Top of Records to process

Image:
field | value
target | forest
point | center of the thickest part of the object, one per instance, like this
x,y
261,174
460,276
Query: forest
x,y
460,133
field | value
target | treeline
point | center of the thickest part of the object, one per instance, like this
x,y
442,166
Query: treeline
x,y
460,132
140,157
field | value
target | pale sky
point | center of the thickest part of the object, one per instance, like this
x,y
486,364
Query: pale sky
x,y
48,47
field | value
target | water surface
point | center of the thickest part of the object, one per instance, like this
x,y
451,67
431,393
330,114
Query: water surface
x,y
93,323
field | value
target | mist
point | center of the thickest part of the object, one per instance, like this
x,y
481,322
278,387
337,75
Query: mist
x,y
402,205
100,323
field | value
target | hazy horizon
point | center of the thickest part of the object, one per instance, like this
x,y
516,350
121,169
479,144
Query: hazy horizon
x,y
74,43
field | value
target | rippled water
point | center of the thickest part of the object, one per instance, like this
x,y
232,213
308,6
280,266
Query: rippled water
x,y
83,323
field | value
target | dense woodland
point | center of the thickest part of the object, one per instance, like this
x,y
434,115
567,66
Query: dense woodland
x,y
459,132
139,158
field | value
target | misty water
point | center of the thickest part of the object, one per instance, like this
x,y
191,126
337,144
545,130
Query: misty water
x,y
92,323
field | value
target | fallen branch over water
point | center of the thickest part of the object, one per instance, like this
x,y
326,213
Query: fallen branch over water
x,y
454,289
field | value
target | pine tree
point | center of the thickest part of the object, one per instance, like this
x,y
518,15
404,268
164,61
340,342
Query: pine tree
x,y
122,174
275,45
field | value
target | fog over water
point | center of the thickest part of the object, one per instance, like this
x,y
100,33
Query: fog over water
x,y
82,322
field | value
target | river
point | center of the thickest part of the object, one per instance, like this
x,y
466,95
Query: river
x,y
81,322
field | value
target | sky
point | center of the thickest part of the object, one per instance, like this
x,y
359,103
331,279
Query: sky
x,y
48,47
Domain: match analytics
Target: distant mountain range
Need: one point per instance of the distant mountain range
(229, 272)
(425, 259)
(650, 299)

Bottom of Records to process

## Problem
I'd like the records returned exactly as they were written, please.

## Exercise output
Image:
field | value
target | forest
point | center of the thickest part of the object, one per instance, like this
x,y
261,174
460,276
Query: forest
x,y
460,133
field | value
target | treeline
point | center of the thickest part of the object, one per instance, like this
x,y
442,166
Query: treeline
x,y
460,132
140,157
field | value
target | pale sky
point | center of the thickest part of the object, one per instance, like this
x,y
486,364
Query: pale sky
x,y
48,47
field | value
target | water surface
point | center of the thickest part of the object, one per instance, like this
x,y
451,67
431,393
330,114
Query: water surface
x,y
93,323
field | value
target | mist
point | center of the thickest part of the object, one per instance, like this
x,y
481,322
278,387
337,75
Query: mist
x,y
402,205
100,323
field | value
target | hazy horizon
point | center of the thickest part of the object, one per instance, like this
x,y
516,350
121,169
479,144
Query: hazy horizon
x,y
74,43
field | value
target | rippled water
point | center of the thickest part of the object, one per instance, like this
x,y
232,213
308,6
280,266
Query: rippled water
x,y
83,323
field | value
target | dense woodland
point | center of the thickest part of the object, one per instance, like this
x,y
434,115
567,66
Query: dense woodland
x,y
459,132
139,158
field | value
target | misty water
point | center of the thickest part of the object, one per instance, like this
x,y
191,126
337,144
545,130
Query: misty water
x,y
92,323
field | value
target | fallen branch over water
point | center of the thickest part of the object, one per instance, like this
x,y
326,213
Query: fallen branch over water
x,y
454,289
field | value
target | pine tree
point | center of the thickest part of the object, one per instance, like this
x,y
518,15
404,268
164,61
340,342
Query: pine tree
x,y
122,174
275,45
field | value
target | fog over water
point | center of the thickest part of the object, one per instance, like this
x,y
100,33
Query: fog over water
x,y
82,322
field | value
target | river
point | center of the thickest part of the object, one per instance, like this
x,y
466,95
Query: river
x,y
81,322
field | value
target | sky
point | center of the thickest part of the object, one per instance, like this
x,y
359,103
331,279
Query: sky
x,y
48,47
Domain: match analytics
Target: distant mountain range
Need: one point per instance of the distant mountain range
(229, 272)
(425, 259)
(650, 299)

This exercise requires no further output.